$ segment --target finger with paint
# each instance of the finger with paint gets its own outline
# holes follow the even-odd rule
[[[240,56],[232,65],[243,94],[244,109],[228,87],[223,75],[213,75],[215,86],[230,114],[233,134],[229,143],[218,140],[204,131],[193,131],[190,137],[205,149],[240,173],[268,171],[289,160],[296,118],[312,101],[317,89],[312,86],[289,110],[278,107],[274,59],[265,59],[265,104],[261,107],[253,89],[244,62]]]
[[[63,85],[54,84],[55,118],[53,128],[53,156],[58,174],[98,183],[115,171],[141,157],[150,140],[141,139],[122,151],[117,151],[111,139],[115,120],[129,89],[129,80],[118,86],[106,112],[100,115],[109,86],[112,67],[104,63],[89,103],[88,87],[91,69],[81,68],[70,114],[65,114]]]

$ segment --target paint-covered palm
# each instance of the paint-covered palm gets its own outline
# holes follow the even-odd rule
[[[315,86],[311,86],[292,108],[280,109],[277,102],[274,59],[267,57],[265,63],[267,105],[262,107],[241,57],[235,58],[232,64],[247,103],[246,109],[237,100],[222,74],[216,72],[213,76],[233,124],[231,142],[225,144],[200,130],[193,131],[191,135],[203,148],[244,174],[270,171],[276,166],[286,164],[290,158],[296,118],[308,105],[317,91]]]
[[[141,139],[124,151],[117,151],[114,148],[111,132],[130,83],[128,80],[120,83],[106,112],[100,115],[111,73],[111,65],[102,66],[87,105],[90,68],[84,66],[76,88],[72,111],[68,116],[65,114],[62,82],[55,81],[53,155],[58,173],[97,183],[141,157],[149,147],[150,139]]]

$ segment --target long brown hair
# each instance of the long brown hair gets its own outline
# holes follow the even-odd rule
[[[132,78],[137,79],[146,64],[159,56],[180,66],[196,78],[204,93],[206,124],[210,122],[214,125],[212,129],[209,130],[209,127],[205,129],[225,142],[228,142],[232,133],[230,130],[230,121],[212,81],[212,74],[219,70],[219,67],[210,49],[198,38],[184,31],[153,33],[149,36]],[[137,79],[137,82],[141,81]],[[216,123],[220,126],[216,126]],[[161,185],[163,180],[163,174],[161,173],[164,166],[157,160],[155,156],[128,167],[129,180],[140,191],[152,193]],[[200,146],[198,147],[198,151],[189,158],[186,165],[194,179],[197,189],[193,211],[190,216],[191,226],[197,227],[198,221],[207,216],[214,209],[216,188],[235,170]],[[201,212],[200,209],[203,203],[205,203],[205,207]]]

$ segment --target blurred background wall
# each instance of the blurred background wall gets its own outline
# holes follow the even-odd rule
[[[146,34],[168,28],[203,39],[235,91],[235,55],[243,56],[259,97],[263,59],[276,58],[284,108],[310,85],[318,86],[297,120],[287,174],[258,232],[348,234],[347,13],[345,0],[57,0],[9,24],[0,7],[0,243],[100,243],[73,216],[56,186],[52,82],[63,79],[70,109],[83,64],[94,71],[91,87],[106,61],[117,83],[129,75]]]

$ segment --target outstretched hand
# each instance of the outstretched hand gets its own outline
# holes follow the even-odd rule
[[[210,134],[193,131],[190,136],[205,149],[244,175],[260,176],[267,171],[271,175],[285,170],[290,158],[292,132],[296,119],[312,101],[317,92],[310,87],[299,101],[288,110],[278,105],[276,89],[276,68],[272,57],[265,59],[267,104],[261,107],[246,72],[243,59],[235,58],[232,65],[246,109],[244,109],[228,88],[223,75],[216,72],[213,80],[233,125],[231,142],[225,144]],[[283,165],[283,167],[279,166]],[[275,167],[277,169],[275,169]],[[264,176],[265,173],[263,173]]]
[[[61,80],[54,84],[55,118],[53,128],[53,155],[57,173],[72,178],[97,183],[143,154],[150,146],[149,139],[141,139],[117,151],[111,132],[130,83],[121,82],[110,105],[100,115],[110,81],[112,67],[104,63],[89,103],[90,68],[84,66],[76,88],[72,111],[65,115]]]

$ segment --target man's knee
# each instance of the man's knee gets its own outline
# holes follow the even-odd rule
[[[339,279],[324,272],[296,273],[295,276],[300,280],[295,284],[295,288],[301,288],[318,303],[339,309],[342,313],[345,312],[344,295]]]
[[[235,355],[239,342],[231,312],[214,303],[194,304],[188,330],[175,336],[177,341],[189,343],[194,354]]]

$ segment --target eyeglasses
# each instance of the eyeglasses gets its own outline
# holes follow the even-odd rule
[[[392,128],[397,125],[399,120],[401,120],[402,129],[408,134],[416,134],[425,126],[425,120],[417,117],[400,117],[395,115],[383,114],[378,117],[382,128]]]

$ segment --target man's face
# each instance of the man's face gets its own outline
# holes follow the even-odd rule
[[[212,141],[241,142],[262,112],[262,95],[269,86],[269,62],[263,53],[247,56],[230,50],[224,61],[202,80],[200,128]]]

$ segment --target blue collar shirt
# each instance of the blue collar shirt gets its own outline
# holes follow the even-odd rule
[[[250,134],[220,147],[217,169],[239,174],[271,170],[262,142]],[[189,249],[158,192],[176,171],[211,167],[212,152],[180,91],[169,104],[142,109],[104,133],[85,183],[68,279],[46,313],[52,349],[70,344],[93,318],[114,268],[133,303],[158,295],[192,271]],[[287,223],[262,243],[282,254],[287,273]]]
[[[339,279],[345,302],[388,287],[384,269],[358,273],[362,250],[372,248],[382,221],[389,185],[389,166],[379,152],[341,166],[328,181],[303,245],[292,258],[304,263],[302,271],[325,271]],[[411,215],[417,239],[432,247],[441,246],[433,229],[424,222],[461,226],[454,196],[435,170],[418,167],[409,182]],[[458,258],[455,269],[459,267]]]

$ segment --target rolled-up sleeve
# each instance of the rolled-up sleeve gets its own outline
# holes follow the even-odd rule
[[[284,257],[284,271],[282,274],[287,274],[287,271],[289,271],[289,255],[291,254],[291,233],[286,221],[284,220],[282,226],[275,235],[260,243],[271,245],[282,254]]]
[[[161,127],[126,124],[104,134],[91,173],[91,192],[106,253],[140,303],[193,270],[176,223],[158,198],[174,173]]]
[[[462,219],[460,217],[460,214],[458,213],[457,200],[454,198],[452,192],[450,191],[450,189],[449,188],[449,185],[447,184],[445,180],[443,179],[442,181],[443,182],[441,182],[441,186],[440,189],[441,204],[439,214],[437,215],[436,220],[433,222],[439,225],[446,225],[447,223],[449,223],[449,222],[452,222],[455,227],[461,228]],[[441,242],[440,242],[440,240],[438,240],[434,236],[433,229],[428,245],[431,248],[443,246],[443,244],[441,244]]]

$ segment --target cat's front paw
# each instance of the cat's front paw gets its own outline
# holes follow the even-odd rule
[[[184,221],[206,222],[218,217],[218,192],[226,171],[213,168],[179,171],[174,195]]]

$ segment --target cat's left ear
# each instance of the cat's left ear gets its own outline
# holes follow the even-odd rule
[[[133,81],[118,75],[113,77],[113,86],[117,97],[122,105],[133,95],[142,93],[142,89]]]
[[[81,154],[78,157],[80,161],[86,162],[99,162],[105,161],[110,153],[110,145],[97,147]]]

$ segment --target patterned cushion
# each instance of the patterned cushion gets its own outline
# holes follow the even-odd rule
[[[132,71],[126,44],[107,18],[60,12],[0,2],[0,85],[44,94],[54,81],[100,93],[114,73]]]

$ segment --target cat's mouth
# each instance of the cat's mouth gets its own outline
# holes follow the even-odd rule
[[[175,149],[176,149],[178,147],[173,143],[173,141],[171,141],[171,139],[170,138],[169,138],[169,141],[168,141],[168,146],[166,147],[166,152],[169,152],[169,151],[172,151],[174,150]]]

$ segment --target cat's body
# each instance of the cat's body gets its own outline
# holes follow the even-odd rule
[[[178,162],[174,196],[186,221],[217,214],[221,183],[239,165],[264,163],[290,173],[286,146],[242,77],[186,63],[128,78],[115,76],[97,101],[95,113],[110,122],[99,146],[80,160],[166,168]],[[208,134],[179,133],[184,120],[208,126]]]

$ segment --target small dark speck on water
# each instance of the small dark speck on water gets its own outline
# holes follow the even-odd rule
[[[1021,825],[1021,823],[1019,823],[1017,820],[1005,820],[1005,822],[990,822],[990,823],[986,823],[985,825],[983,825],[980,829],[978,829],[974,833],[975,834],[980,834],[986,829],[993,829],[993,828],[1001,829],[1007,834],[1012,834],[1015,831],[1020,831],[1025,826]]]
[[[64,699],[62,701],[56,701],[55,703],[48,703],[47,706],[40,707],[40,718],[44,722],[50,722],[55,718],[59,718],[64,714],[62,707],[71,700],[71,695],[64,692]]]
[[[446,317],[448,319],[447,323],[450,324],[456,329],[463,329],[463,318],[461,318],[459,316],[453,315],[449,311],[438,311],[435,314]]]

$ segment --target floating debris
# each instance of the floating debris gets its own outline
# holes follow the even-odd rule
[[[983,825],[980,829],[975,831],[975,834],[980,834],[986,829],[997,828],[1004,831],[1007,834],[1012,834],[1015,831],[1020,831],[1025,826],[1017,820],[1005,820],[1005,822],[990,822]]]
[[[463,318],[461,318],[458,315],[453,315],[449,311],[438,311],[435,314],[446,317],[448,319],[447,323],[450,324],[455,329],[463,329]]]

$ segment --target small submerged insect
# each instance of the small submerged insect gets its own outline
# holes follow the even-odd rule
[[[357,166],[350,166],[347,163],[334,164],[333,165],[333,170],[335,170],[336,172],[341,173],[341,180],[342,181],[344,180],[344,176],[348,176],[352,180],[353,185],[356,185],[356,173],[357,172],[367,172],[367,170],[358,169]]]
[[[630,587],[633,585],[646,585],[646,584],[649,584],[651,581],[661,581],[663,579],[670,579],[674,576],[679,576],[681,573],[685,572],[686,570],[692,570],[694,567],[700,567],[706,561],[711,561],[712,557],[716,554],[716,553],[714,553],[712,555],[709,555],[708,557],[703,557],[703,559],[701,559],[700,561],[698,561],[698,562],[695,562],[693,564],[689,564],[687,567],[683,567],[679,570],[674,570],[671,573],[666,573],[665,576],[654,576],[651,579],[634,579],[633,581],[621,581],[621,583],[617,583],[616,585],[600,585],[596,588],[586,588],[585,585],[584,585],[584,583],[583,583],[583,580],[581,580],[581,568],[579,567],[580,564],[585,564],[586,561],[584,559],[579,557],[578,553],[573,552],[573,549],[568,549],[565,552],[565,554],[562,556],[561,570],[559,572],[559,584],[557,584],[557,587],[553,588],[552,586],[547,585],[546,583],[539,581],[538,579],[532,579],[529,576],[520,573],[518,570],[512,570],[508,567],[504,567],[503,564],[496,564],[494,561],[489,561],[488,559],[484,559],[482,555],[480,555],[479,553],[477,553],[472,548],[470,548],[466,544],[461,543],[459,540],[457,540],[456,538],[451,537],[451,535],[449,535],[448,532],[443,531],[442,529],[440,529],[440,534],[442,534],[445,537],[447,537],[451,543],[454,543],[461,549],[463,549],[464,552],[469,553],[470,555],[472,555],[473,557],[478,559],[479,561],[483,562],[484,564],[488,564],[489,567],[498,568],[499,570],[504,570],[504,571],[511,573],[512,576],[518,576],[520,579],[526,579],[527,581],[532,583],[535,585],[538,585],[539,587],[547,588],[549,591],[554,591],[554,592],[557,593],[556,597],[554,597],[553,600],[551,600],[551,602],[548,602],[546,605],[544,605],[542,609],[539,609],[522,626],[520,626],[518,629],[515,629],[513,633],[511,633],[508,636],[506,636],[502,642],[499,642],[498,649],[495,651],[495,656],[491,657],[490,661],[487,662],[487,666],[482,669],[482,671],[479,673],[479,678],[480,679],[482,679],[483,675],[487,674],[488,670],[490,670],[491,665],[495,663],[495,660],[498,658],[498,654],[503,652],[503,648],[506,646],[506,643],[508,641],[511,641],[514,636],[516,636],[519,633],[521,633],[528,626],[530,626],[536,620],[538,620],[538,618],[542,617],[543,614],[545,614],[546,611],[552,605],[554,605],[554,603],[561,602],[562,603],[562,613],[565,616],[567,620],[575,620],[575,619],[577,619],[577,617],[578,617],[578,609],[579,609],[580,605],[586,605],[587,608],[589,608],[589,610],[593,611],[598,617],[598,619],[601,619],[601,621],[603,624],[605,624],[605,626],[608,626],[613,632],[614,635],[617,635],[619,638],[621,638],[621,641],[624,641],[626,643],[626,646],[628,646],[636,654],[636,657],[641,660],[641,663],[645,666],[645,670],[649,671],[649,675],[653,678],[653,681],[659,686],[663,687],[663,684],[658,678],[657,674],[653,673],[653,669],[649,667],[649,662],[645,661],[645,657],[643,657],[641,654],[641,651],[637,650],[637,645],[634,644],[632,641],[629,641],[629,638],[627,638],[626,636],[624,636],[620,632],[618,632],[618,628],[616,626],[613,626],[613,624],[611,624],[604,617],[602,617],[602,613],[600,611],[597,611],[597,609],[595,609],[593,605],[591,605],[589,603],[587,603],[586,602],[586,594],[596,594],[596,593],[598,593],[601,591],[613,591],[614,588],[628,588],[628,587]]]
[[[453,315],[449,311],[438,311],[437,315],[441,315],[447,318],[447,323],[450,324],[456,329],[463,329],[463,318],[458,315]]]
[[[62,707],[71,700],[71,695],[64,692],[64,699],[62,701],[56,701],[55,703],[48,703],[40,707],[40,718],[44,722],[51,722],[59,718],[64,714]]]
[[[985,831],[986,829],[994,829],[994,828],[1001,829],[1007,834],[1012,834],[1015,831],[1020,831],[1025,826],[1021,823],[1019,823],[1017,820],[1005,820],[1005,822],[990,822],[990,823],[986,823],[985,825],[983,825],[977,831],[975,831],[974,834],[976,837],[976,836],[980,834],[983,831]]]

** Enunciado **
Selecciona del material anterior cada línea que contenga la palabra "with" y cópiala. Ten en cuenta que se distinguen mayúsculas y minúsculas.

** Resultado final **
$ segment --target finger with paint
# each instance of the finger with paint gets its own outline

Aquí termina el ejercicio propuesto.